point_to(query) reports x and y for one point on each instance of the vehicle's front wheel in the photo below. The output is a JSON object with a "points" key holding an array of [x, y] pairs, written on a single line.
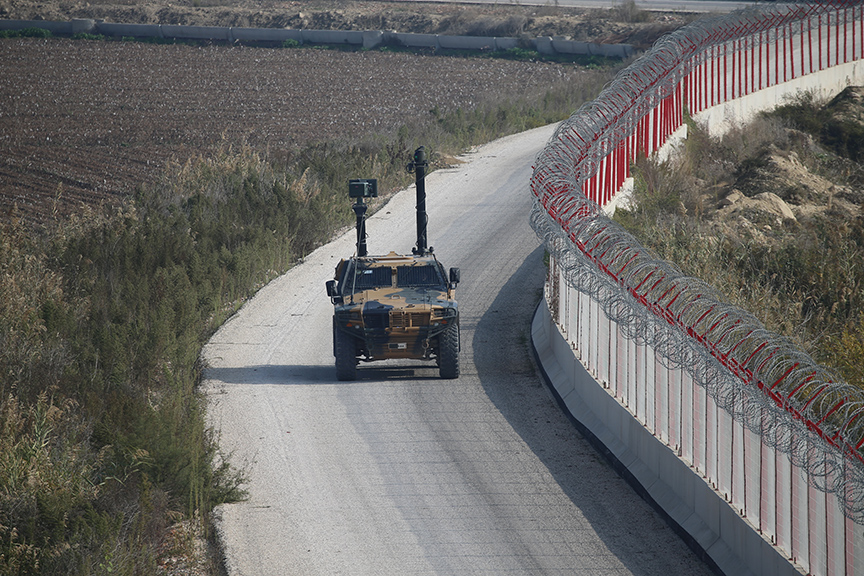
{"points": [[346, 355], [448, 352]]}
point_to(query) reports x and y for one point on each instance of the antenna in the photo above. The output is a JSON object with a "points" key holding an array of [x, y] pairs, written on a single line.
{"points": [[418, 167]]}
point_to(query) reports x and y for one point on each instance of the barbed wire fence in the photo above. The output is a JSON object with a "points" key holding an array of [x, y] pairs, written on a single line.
{"points": [[761, 379]]}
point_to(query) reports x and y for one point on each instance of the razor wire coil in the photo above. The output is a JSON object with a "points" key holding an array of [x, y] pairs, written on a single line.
{"points": [[759, 378]]}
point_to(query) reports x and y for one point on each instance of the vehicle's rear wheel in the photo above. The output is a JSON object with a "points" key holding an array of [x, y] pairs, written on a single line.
{"points": [[346, 355], [448, 352]]}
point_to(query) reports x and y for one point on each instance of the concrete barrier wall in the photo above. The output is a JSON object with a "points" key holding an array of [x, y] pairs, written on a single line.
{"points": [[746, 504], [704, 517], [367, 39]]}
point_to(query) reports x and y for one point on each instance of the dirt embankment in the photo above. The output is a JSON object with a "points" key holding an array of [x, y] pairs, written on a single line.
{"points": [[616, 25], [788, 185]]}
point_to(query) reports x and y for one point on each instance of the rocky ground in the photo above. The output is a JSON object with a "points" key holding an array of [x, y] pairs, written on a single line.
{"points": [[795, 182], [622, 24]]}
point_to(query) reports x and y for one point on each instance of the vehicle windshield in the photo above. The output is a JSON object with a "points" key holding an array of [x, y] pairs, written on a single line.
{"points": [[369, 278], [418, 277]]}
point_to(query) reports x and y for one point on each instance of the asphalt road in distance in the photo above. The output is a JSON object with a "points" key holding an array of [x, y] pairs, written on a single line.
{"points": [[401, 473]]}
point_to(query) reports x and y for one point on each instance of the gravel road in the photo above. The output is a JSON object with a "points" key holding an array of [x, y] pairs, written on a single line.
{"points": [[401, 473]]}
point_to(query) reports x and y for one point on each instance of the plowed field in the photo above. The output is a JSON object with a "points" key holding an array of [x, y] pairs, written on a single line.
{"points": [[88, 121]]}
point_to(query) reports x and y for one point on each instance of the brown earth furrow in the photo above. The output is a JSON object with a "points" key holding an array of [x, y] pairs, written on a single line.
{"points": [[98, 119]]}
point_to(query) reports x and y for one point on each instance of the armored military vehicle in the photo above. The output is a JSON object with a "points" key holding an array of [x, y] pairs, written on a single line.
{"points": [[394, 306]]}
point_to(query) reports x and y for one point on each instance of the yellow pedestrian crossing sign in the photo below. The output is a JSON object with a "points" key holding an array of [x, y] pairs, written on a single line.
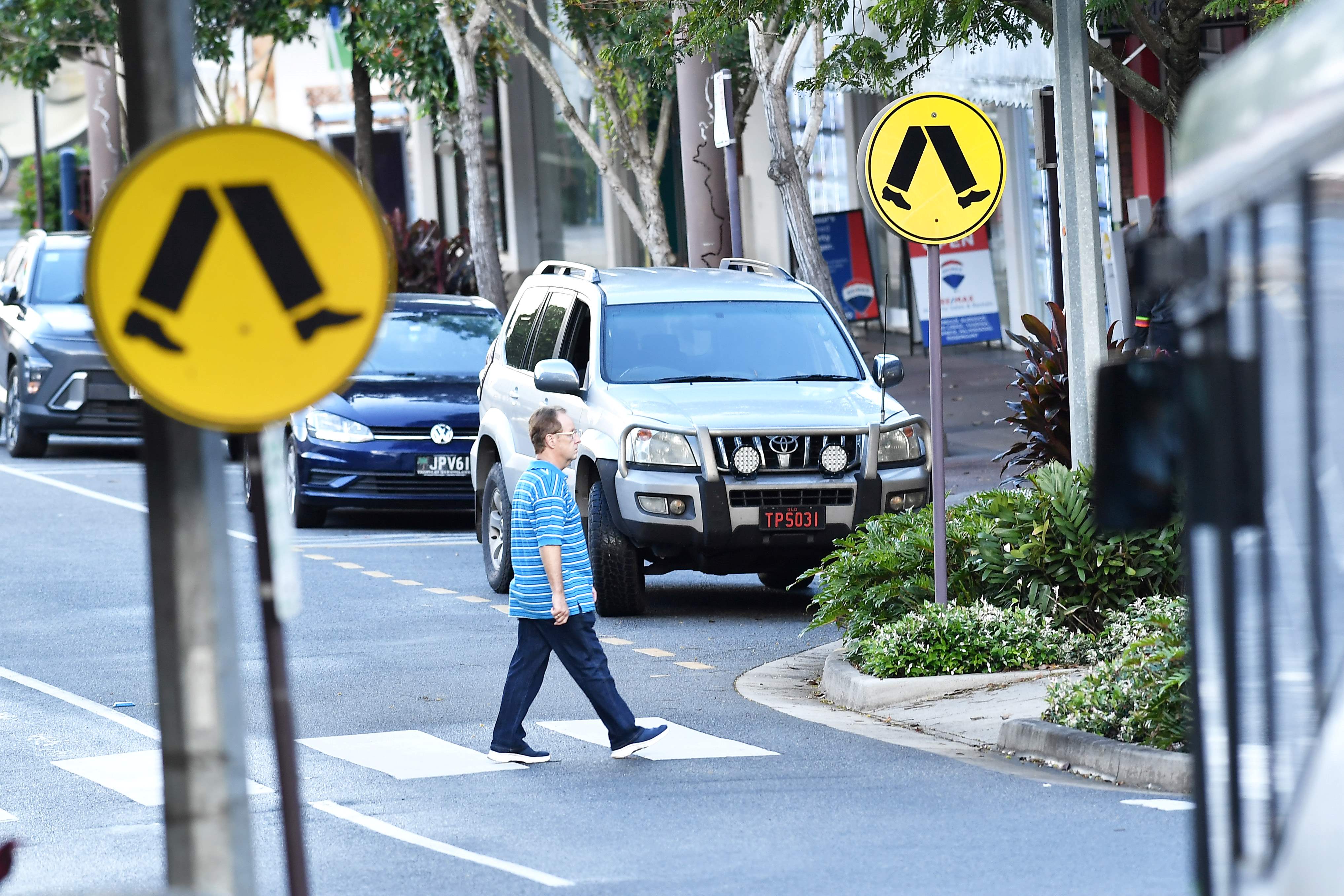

Aim -
Extract each line of the material that contains the string "vehicle".

Exercise output -
point_to(query) reports x and y for one point on each instance of the vehicle's front wheel in the photo below. The output is a JSON object with a "points" key holding an array of [x, y] pairs, written on a single line.
point_to(query) reports x and y for one point on each instance of the vehicle's rear wheel in the photo above. The output is a JSON object with a "points" key holding an array of [x, y] pairs, written on a single line.
point_to(query) reports x and y for one point on each instance of the vehicle windshield in the photo above. The output is a JSON object with a "points" key holding an array of [x, y] pairs, written on a single line.
point_to(query) reports x and y for one point on each instance of the armored military vehicle in the photo above. The output is a JSON object with a "points" key holding an array of [x, y] pairs, written on a single line.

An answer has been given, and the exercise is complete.